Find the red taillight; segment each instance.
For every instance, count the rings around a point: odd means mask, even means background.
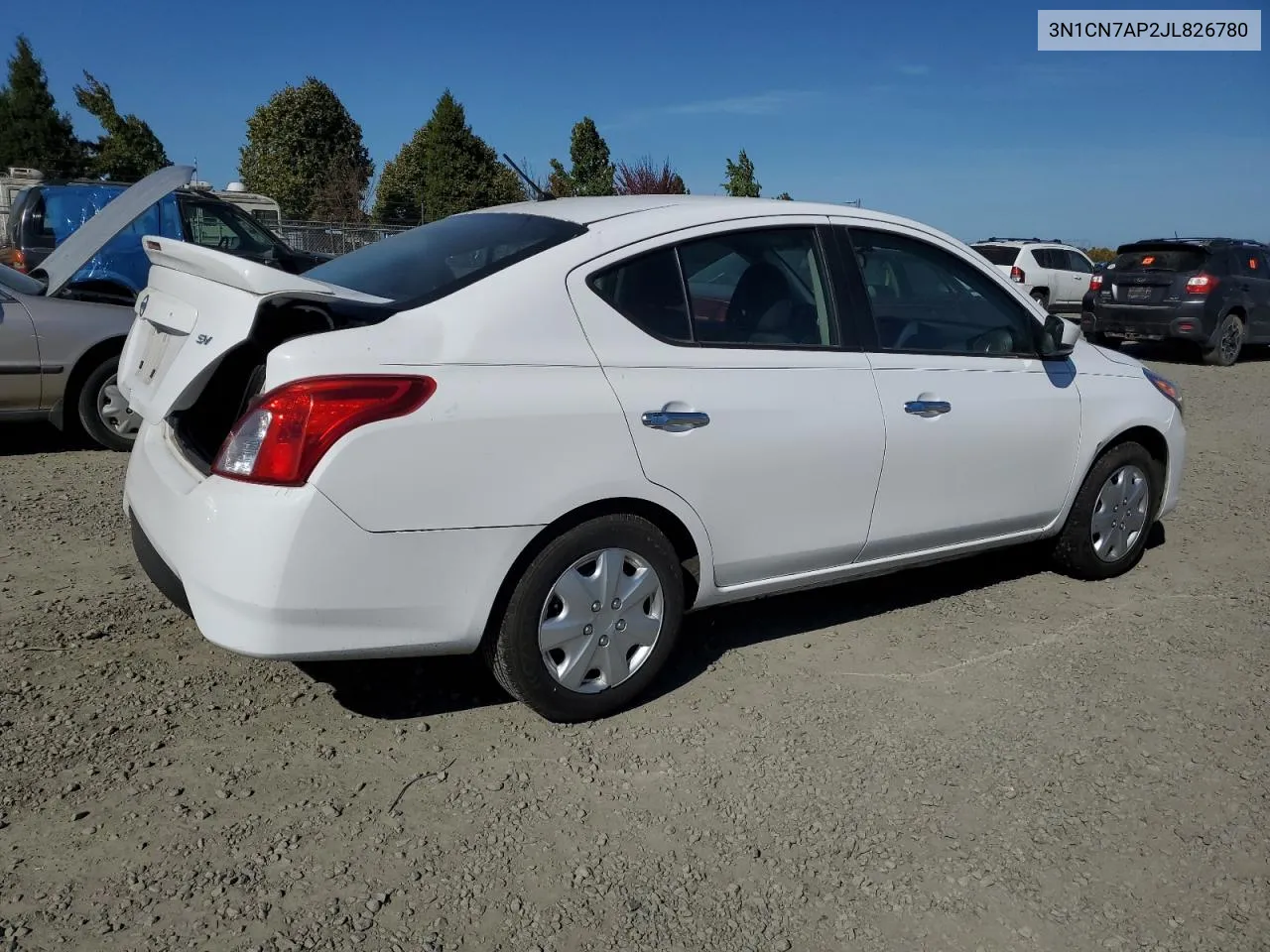
[[[1206,294],[1209,291],[1217,287],[1217,278],[1212,274],[1196,274],[1194,278],[1186,282],[1187,294]]]
[[[437,390],[431,377],[309,377],[255,400],[216,454],[212,472],[271,486],[301,486],[326,451],[368,423],[414,413]]]
[[[5,255],[5,264],[13,268],[15,272],[27,273],[27,254],[20,249],[15,248]]]

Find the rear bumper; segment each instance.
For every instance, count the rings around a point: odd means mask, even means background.
[[[1205,302],[1161,307],[1132,307],[1096,303],[1081,314],[1086,334],[1106,334],[1126,340],[1190,340],[1204,344],[1213,336],[1217,322],[1209,321]]]
[[[366,532],[312,486],[203,477],[154,424],[132,449],[124,506],[137,561],[208,641],[287,660],[475,651],[537,532]]]

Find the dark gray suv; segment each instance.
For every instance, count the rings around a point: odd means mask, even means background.
[[[1120,245],[1090,281],[1085,336],[1176,340],[1229,367],[1245,344],[1270,344],[1270,248],[1240,239],[1151,239]]]

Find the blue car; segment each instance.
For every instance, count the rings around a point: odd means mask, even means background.
[[[18,194],[0,263],[29,274],[55,248],[107,203],[127,190],[123,184],[62,183],[33,185]],[[107,242],[71,279],[72,293],[131,302],[146,286],[150,260],[142,235],[192,241],[248,258],[291,274],[329,260],[297,251],[236,204],[207,193],[178,189],[146,209]]]

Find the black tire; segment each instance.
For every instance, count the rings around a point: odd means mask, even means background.
[[[1240,359],[1240,352],[1243,350],[1243,321],[1240,320],[1240,315],[1226,315],[1217,325],[1217,334],[1214,334],[1217,343],[1200,350],[1200,359],[1214,367],[1229,367]]]
[[[630,677],[615,687],[583,693],[564,687],[547,670],[538,650],[538,625],[556,581],[589,553],[621,548],[657,572],[662,586],[662,627],[652,651]],[[556,537],[516,581],[498,628],[484,645],[485,660],[498,683],[517,701],[558,724],[608,717],[626,708],[657,678],[674,650],[683,619],[683,567],[669,539],[636,515],[605,515]],[[598,637],[598,635],[597,635]]]
[[[84,383],[75,395],[76,415],[84,433],[107,449],[124,453],[132,449],[136,442],[136,432],[131,437],[121,435],[102,416],[102,391],[114,382],[114,376],[119,369],[118,354],[108,357],[89,372]],[[131,413],[131,411],[128,411]]]
[[[1121,467],[1137,467],[1147,480],[1147,519],[1125,552],[1116,559],[1102,559],[1093,545],[1093,510],[1104,484]],[[1163,484],[1160,465],[1140,443],[1124,442],[1107,449],[1097,458],[1085,482],[1076,494],[1072,510],[1067,514],[1063,531],[1054,541],[1054,569],[1073,579],[1097,581],[1124,575],[1140,560],[1147,548],[1147,538],[1160,512],[1160,498]]]

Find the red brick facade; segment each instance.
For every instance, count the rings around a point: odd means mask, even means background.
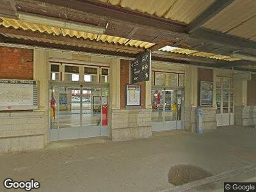
[[[129,61],[121,60],[120,63],[120,109],[125,108],[125,86],[129,84]],[[141,88],[141,109],[145,109],[145,83],[138,83]]]
[[[33,79],[33,50],[0,47],[0,79]]]

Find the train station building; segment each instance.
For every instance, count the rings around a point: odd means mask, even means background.
[[[256,125],[256,1],[65,1],[0,4],[1,154]]]

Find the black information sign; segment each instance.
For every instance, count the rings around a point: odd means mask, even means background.
[[[131,62],[131,84],[150,80],[151,51],[147,50]]]

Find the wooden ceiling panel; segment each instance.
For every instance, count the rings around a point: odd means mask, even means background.
[[[202,26],[226,33],[256,15],[256,1],[236,0]],[[244,29],[248,30],[249,29]]]
[[[230,30],[228,34],[253,40],[251,38],[256,36],[256,15],[253,18]]]
[[[104,3],[189,24],[214,0],[99,0]]]
[[[67,7],[51,5],[37,1],[17,1],[17,10],[36,15],[60,18],[77,22],[99,26],[106,26],[107,20],[104,17],[74,10]]]

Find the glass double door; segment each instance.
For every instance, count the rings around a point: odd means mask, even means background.
[[[152,131],[182,129],[183,100],[182,90],[152,88]]]
[[[234,87],[230,77],[217,77],[217,126],[234,125]]]
[[[108,88],[52,86],[50,140],[107,136]]]

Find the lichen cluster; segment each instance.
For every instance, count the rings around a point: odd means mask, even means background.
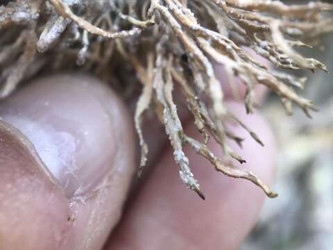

★ ★ ★ ★

GOAL: Lay out every line of the records above as a Markdown table with two columns, No. and Line, numbering the rows and skipping blank lines. Leave the pictures out of the table.

OUTPUT OF THE EXERCISE:
| No. | Line |
|---|---|
| 1 | Find the red taillight; segment each instance. |
| 2 | For every instance, count the rings around a point: odd means mask, even means background. |
| 3 | [[[1206,294],[1209,291],[1217,287],[1217,278],[1212,274],[1196,274],[1194,278],[1186,282],[1187,294]]] |
| 4 | [[[437,390],[431,377],[309,377],[255,400],[216,454],[212,472],[271,486],[301,486],[326,451],[368,423],[414,413]]] |
| 5 | [[[5,255],[5,264],[13,268],[15,272],[27,273],[27,254],[20,249],[15,248]]] |
| 6 | Find the rear bumper; segment each instance. |
| 7 | For every instance, count the rings around a point: odd means mask, even means background. |
| 8 | [[[1205,302],[1161,307],[1132,307],[1096,303],[1081,314],[1086,334],[1106,334],[1126,340],[1190,340],[1204,344],[1213,336],[1217,322],[1209,321]]] |
| 9 | [[[366,532],[312,486],[203,477],[154,424],[132,449],[124,506],[137,561],[208,641],[287,660],[475,651],[537,532]]] |
| 10 | Find the dark gray suv; segment each instance. |
| 11 | For every instance, count the rings around a point: odd means mask, even means background. |
| 12 | [[[1120,245],[1090,281],[1085,336],[1176,340],[1229,367],[1245,344],[1270,344],[1270,248],[1240,239],[1151,239]]] |
| 13 | Find the blue car; segment each instance. |
| 14 | For every instance, count the rings around a point: odd means mask, even means background. |
| 15 | [[[18,194],[0,263],[29,274],[55,248],[107,203],[127,190],[123,184],[62,183],[33,185]],[[107,242],[71,279],[72,293],[131,302],[146,286],[150,260],[142,235],[192,241],[248,258],[291,274],[329,260],[297,251],[236,204],[207,193],[178,189],[146,209]]] |
| 16 | Find the black tire; segment each instance. |
| 17 | For every instance, count the rings around a point: odd means mask, even means background. |
| 18 | [[[1240,359],[1240,352],[1243,350],[1243,321],[1240,320],[1240,315],[1226,315],[1217,325],[1217,334],[1214,334],[1217,343],[1200,350],[1200,359],[1214,367],[1229,367]]] |
| 19 | [[[630,677],[615,687],[583,693],[564,687],[547,670],[538,650],[538,625],[556,581],[589,553],[621,548],[657,572],[662,586],[662,627],[652,651]],[[556,537],[516,581],[498,628],[484,645],[485,660],[498,683],[517,701],[558,724],[608,717],[626,708],[657,678],[674,650],[683,619],[683,567],[669,539],[636,515],[605,515]],[[598,637],[598,635],[597,635]]] |
| 20 | [[[84,383],[75,395],[76,415],[84,433],[107,449],[124,453],[132,449],[136,442],[136,432],[131,437],[121,435],[102,416],[102,391],[114,382],[114,376],[119,369],[118,354],[108,357],[89,372]],[[131,413],[131,411],[128,411]]] |
| 21 | [[[1121,467],[1137,467],[1147,480],[1147,519],[1125,552],[1116,559],[1102,559],[1093,545],[1093,510],[1104,484]],[[1163,484],[1160,465],[1140,443],[1124,442],[1107,449],[1097,458],[1085,482],[1076,494],[1072,510],[1067,514],[1063,531],[1054,541],[1054,569],[1073,579],[1097,581],[1124,575],[1140,560],[1147,548],[1147,538],[1160,512],[1160,498]]] |
| 22 | Find the red brick facade; segment each instance. |
| 23 | For every instance, count the rings around a point: odd means mask, even means background. |
| 24 | [[[129,61],[121,60],[120,63],[120,109],[125,108],[125,86],[129,84]],[[141,88],[141,109],[145,109],[145,83],[138,83]]] |
| 25 | [[[33,79],[33,50],[0,47],[0,79]]] |
| 26 | Find the train station building; segment each instance. |
| 27 | For every instance, count the rings around a point: odd means mask, even means background. |
| 28 | [[[256,125],[256,1],[65,1],[0,4],[1,154]]] |
| 29 | Find the black information sign; segment each instance. |
| 30 | For every instance, count the rings around a point: odd means mask, even means background. |
| 31 | [[[131,62],[131,84],[150,80],[151,51],[147,50]]] |
| 32 | Find the wooden ceiling panel; segment each instance. |
| 33 | For every instance, count the rings around a point: odd means mask, even means background. |
| 34 | [[[202,26],[226,33],[256,15],[256,1],[236,0]],[[244,29],[248,30],[249,29]]] |
| 35 | [[[230,30],[228,34],[253,40],[251,38],[256,36],[256,15],[253,18]]] |
| 36 | [[[104,3],[189,24],[214,0],[99,0]]] |
| 37 | [[[67,7],[51,5],[37,1],[17,1],[17,10],[36,15],[60,18],[77,22],[99,26],[106,26],[107,20],[104,17],[74,10]]] |
| 38 | Find the glass double door; segment each instance. |
| 39 | For every instance, count the rings around a point: odd means mask, even means background. |
| 40 | [[[152,131],[182,129],[183,100],[182,90],[152,88]]] |
| 41 | [[[234,87],[230,77],[217,77],[217,126],[234,125]]] |
| 42 | [[[108,88],[52,86],[50,140],[107,136]]] |
| 43 | Find the lichen cluster; segment each instance. |
| 44 | For every instance, count the rings around a point: odd means mask, even means background. |